Layer 7 load balancers terminate network traffic, read the message, make a load-balancing decision, then open a connection to the selected server. For example, a layer 7 load balancer can direct video traffic to servers that host videos while directing more sensitive user billing traffic to security-hardened servers.

Layer 7 load balancing is more CPU‑intensive than packet‑based Layer 4 load balancing, but rarely causes degraded performance on a modern server. Layer 7 load balancing enables the load balancer to make smarter load‑balancing decisions, and to apply optimizations and changes to the content (such as compression and encryption). It uses buffering to offload slow connections from the upstream servers, which improves performance.

A device that performs Layer 7 load balancing is often referred to as a reverse‑proxy server.

Reverse Proxy Server

A proxy server is a go‑between or intermediary server that forwards requests for content from multiple clients to different servers across the Internet.

A reverse proxy server is a type of proxy server that typically sits behind the firewall in a private network and directs client requests to the appropriate backend server.

A reverse proxy provides an additional level of abstraction and control to ensure the smooth flow of network traffic between clients and servers.

Common uses for a reverse proxy server include:

  • Load balancing
  • Web acceleration – Reverse proxies can compress inbound and outbound data, as well as cache commonly requested content, both of which speed up the flow of traffic between clients and servers. They can also perform additional tasks such as SSL encryption to take load off of your web servers, thereby boosting their performance.
  • Security and anonymity – By intercepting requests headed for your backend servers, a reverse proxy server protects their identities and acts as an additional defense against security attacks. It also ensures that multiple servers can be accessed from a single record locator or URL regardless of the structure of your local area network.

Reverse Proxy

You can think of the reverse proxy as a website's "public face". Its address is the one advertised for the website, and it sits at the edge of the site's network to accept requests from web browsers and mobile apps for the content hosted at the website.

benefits:

  • Increased security - Hide information about backend servers, blacklist IPs, limit number of connections per client
  • Increased scalability and flexibility - Because clients see only the reverse proxy's IP address, you are free to change the configuration of your backend infrastructure.
  • Compression - Compress server responses before returning them to the client
  • SSL termination - Decrypt incoming requests and encrypt server responses so backend servers do not have to perform these potentially expensive operations
    • Removes the need to install X.509 certificates on each server
  • Caching - Before returning the backend server's response to the client, the reverse proxy stores a copy of it locally.

• _Record extracts_:

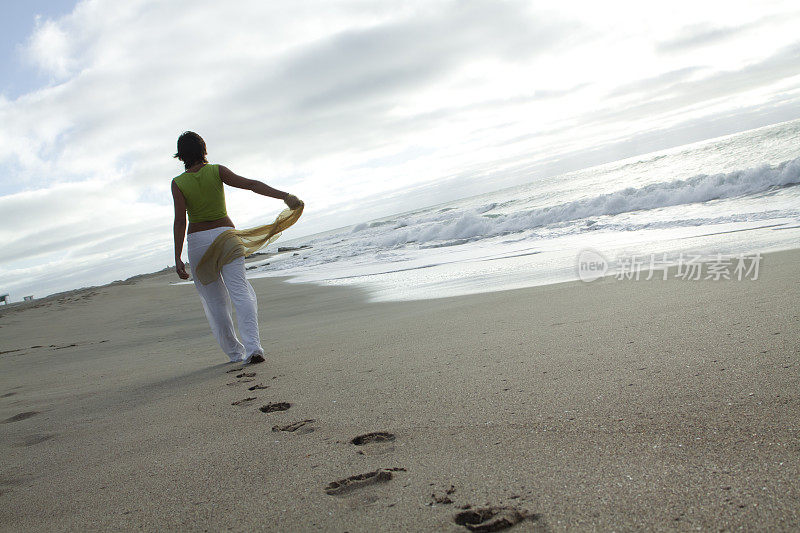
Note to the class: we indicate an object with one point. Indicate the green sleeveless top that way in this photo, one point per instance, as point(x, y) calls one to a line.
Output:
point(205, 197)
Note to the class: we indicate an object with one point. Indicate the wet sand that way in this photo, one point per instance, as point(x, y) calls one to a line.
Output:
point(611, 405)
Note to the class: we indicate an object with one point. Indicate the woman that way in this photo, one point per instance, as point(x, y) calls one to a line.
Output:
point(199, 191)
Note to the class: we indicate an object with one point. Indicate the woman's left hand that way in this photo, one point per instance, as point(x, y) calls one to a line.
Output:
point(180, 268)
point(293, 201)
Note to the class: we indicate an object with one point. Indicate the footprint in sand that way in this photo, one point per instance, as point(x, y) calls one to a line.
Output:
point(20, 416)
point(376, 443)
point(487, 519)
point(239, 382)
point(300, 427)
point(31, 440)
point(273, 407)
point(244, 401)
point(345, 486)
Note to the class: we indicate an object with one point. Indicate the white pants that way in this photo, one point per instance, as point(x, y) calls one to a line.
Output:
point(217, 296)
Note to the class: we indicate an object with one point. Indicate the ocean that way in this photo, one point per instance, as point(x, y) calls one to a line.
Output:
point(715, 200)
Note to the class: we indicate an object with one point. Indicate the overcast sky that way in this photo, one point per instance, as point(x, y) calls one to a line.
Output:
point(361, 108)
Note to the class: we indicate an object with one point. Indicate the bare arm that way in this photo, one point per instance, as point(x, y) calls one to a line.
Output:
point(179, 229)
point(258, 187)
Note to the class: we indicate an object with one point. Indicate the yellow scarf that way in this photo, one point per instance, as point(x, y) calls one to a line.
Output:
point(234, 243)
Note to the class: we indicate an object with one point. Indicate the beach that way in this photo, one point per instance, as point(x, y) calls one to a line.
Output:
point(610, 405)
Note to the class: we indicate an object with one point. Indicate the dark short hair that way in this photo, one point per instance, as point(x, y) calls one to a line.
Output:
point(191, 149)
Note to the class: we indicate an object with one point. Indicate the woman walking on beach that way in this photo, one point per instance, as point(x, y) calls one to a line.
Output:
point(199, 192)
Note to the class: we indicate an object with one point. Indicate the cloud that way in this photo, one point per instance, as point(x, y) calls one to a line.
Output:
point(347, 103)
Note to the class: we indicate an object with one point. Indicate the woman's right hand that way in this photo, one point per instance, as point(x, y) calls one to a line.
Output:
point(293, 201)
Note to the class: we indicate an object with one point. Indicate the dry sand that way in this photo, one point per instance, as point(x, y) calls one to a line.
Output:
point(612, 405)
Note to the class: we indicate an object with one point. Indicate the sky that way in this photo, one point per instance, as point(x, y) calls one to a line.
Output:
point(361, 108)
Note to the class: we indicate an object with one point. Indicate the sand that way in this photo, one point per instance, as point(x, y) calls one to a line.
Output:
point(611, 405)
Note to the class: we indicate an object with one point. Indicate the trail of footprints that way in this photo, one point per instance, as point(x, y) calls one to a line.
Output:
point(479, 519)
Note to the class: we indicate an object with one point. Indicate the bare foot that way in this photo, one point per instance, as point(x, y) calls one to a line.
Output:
---
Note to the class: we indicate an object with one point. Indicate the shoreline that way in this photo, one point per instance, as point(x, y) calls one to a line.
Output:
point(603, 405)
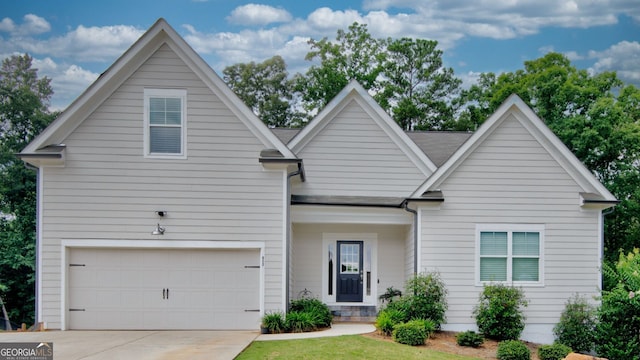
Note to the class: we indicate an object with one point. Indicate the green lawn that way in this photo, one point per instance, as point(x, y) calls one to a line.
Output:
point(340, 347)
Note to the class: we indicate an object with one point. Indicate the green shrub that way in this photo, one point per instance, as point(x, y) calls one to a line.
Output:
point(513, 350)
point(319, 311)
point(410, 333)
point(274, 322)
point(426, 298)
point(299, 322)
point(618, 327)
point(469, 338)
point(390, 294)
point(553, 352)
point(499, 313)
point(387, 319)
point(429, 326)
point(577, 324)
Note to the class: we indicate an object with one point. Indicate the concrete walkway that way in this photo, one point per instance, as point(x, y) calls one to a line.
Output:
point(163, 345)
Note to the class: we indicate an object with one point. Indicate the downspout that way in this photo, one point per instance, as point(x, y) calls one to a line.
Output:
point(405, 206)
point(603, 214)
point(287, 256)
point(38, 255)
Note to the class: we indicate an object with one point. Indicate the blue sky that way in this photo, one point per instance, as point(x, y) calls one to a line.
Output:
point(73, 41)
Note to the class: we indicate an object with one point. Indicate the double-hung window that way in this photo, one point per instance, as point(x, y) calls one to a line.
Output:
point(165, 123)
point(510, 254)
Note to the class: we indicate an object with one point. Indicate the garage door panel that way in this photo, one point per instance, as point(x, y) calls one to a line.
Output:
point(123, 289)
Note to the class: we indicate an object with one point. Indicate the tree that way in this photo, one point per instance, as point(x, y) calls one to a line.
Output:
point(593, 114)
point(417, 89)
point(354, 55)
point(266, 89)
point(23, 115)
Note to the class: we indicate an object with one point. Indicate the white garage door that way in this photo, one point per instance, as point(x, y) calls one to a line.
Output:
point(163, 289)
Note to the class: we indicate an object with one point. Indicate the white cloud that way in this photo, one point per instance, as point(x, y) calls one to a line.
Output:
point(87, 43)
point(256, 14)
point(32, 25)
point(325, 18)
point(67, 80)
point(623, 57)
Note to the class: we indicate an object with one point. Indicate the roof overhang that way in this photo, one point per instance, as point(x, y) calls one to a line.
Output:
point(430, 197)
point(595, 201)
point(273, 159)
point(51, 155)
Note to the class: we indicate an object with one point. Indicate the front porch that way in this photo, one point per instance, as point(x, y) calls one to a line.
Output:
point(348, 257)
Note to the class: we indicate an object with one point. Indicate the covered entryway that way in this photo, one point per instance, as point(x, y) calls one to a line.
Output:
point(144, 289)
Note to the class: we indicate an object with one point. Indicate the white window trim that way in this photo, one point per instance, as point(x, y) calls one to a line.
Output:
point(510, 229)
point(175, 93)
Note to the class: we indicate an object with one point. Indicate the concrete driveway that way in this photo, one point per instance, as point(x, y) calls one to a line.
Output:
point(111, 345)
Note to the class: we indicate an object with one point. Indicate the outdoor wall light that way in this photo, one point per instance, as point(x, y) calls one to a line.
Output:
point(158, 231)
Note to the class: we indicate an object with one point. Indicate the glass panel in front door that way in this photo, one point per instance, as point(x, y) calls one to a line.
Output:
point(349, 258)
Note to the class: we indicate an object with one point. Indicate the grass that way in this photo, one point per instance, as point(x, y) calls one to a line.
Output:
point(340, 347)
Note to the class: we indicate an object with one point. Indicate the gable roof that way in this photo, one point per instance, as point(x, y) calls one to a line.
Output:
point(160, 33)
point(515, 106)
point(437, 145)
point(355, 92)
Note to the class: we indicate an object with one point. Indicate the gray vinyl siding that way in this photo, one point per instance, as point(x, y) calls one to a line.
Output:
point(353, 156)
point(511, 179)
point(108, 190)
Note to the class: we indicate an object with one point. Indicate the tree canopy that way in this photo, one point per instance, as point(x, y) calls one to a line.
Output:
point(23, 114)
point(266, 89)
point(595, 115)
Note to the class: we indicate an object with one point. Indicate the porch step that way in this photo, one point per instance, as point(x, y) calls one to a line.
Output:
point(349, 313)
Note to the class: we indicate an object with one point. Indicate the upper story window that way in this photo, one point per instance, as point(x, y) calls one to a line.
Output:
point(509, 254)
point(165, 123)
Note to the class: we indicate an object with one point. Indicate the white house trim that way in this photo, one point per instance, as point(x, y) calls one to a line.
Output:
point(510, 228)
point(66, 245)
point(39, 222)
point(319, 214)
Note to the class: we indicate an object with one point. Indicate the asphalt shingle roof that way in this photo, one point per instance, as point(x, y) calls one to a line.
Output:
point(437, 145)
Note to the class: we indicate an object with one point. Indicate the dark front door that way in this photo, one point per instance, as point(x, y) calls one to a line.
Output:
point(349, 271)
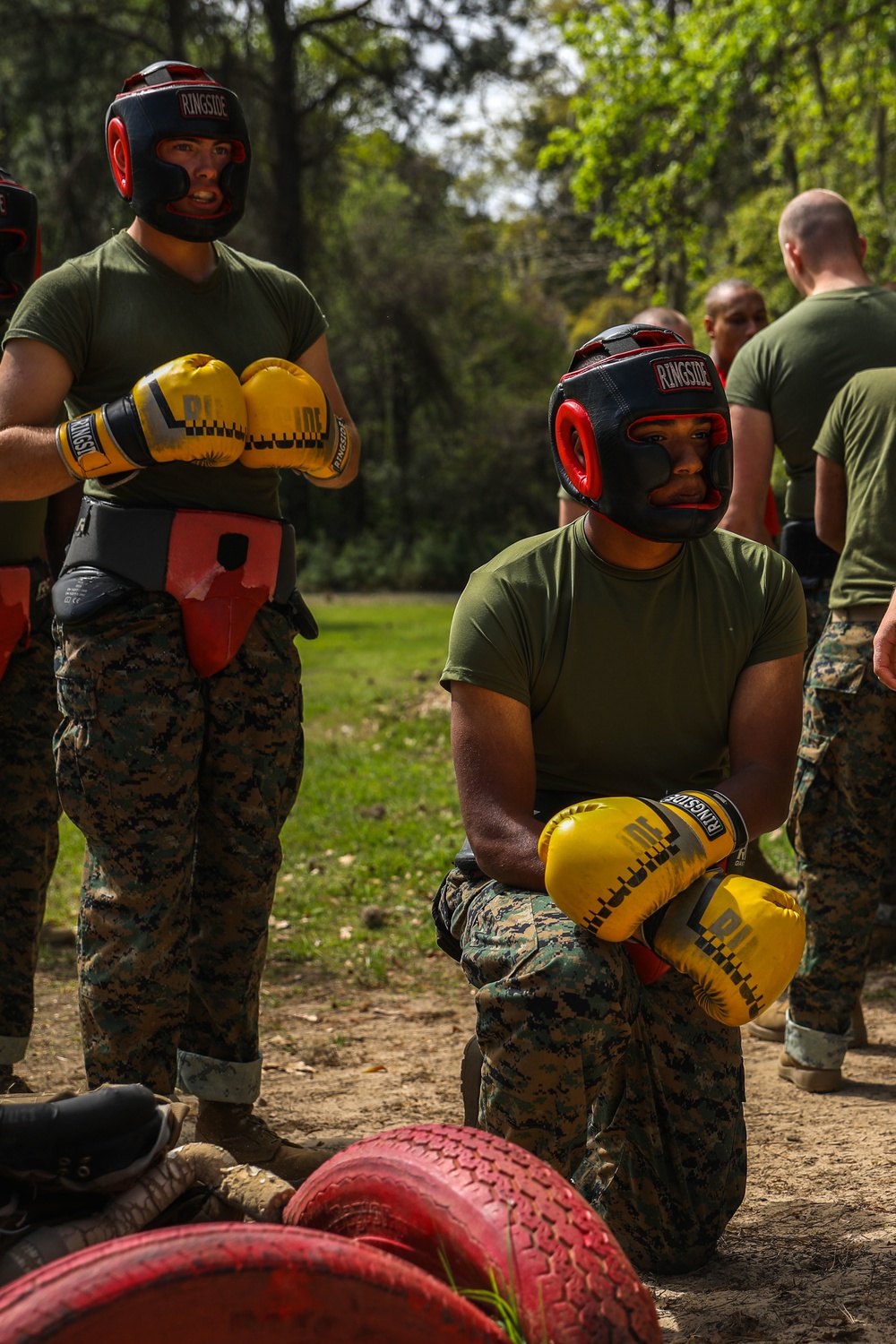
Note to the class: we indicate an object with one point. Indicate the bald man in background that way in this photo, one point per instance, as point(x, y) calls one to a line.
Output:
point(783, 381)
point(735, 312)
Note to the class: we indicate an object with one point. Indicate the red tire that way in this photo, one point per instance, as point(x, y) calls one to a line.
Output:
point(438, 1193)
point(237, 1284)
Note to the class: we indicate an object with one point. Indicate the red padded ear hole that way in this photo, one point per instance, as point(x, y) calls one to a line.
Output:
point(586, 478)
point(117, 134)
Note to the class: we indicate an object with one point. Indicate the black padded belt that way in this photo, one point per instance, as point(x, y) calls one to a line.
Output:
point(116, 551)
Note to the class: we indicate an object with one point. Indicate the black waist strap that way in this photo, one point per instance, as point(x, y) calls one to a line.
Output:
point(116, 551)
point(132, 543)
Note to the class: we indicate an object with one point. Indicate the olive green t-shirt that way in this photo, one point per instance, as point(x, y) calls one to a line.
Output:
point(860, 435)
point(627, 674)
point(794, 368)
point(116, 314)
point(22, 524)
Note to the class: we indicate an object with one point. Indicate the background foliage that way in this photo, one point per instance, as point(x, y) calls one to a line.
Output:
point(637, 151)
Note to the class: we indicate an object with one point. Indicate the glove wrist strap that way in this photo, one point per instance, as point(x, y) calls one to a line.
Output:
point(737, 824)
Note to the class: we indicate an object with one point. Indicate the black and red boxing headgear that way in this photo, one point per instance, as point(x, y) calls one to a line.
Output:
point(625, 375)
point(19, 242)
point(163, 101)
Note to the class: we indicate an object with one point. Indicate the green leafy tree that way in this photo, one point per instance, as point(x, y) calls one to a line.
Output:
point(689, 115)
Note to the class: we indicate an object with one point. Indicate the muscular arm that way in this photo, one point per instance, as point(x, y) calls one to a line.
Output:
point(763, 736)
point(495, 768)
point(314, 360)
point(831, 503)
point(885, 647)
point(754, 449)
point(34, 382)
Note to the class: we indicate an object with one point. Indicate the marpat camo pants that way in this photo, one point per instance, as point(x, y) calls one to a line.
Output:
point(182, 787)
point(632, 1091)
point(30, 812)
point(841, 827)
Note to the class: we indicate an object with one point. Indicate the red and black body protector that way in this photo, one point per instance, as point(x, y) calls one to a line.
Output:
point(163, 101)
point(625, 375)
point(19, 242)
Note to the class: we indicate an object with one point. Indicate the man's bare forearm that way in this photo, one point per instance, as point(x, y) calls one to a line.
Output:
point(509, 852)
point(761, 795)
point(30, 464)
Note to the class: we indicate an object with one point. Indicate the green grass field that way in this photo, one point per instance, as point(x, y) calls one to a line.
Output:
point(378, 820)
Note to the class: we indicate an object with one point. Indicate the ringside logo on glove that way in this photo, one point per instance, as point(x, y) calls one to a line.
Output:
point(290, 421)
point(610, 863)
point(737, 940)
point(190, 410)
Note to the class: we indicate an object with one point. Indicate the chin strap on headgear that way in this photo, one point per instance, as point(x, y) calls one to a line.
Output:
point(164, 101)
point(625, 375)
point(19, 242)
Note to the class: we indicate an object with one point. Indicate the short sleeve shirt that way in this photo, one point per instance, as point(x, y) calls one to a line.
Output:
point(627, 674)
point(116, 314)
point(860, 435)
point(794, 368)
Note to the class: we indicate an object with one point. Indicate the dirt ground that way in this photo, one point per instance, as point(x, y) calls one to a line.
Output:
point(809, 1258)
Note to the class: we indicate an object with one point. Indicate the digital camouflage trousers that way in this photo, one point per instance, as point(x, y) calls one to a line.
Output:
--
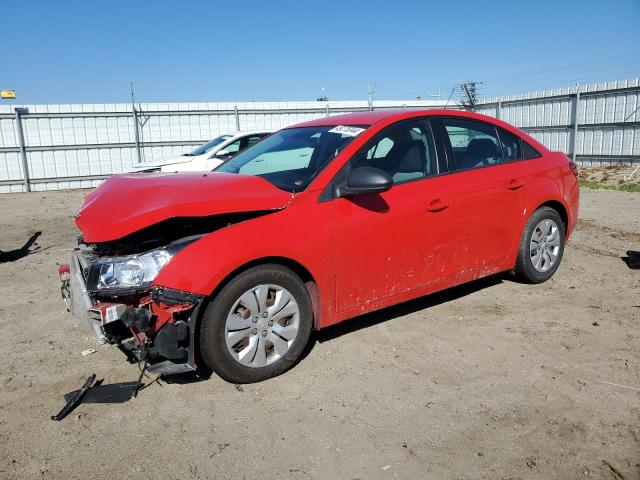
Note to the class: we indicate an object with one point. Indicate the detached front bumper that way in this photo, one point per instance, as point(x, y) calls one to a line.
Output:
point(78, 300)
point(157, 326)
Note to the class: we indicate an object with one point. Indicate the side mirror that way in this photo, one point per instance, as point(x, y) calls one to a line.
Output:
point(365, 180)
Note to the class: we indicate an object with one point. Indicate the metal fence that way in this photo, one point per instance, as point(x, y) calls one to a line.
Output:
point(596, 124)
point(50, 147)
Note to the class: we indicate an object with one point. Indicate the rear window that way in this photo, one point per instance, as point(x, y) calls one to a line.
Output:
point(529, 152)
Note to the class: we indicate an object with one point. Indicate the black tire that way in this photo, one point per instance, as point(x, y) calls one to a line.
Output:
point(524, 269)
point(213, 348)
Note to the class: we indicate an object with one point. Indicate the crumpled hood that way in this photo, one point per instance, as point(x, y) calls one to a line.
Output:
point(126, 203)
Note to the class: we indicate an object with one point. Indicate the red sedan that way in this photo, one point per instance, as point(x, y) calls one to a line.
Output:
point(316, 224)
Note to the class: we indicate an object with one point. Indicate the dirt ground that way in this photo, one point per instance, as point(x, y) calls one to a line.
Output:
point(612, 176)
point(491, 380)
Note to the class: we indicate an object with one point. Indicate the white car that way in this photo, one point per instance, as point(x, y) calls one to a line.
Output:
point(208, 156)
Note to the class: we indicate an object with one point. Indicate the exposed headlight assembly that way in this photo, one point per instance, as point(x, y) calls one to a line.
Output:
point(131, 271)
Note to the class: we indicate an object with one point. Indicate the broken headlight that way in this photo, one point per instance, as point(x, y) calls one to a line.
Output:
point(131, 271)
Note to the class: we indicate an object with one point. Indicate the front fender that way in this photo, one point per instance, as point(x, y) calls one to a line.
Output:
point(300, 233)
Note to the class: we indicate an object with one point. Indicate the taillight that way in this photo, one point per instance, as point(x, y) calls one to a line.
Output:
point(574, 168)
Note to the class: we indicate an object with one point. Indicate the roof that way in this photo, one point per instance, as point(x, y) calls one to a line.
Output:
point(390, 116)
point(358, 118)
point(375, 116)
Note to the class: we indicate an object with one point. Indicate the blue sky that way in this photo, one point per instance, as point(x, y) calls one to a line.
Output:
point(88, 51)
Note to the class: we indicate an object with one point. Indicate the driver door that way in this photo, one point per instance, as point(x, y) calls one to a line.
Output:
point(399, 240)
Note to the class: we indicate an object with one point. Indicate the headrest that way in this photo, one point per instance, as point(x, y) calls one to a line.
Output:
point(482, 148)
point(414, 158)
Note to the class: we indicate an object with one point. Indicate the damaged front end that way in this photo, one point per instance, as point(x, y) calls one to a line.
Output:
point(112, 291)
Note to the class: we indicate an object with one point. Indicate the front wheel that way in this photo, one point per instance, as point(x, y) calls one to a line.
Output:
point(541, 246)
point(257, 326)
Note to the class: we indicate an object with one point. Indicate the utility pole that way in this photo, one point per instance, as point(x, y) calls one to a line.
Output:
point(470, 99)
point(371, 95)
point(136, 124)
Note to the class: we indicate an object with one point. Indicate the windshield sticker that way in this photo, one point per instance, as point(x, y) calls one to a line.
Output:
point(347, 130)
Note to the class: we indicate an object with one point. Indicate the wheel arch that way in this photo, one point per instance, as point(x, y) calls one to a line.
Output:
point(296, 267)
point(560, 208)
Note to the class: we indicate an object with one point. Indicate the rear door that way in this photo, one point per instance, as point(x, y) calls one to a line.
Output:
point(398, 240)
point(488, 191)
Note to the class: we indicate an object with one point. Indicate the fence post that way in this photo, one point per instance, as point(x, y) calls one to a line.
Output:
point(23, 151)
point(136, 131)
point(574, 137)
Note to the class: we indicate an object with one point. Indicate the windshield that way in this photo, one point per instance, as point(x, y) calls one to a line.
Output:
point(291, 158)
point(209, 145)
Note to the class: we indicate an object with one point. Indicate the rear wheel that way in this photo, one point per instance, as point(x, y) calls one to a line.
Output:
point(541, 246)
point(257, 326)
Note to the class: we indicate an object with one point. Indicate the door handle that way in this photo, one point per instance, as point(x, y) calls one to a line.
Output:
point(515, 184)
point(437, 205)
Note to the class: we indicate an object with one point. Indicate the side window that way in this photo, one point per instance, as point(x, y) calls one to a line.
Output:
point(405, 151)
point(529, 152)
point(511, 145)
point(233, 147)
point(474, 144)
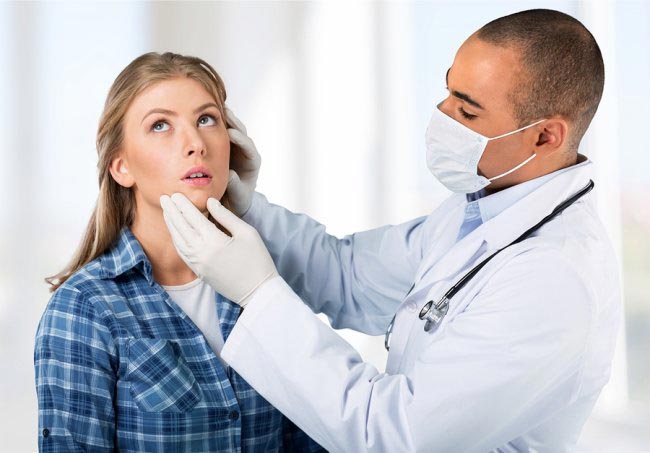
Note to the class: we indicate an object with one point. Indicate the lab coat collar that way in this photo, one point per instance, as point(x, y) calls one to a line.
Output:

• _Required actions_:
(A) Rewrite the reverse proxy passage, everything from "A reverse proxy server is" down to "appropriate backend server.", with "firewall" changed to "gateway".
(B) Write what comes next in the passage on load balancing and reverse proxy servers, picking up after its final sentence.

• _Task-by-task results_:
(A)
A reverse proxy server is a type of proxy server that typically sits behind the gateway in a private network and directs client requests to the appropriate backend server.

(B)
Load Balancer vs Reverse Proxy

  • Deploying a load balancer is useful when you have multiple servers. Often, load balancers route traffic to a set of servers serving the same function.
  • Reverse proxies can be useful even with just one web server or application server, opening up the benefits described in the previous section.
  • Solutions such as NGINX and HAProxy can support both layer 7 reverse proxying and load balancing.

Disadvantages of reverse proxy

  • Introducing a reverse proxy results in increased complexity.
  • A single reverse proxy is a single point of failure, configuring multiple reverse proxies further increases complexity.

Caching


Source: Scalable System Design Patterns

Pros:

  • Improve read performance (latency)
  • Reduce the load (throughput)

Cons:

  • Increases complexity and might introduce inconsistency
  • Consumes resources

Caching Strategies

  • Cache Aside
  • Read Through
  • Write Through
  • Write Behind

Cache Aside (Lazy Loading)

  • With this strategy, the application has access to both the cache and the storage.
  • When your application needs to read data from the database, it checks the cache first to determine whether the data is available.
  • If the data is available (a cache hit), the cached data is returned, and the response is issued to the caller.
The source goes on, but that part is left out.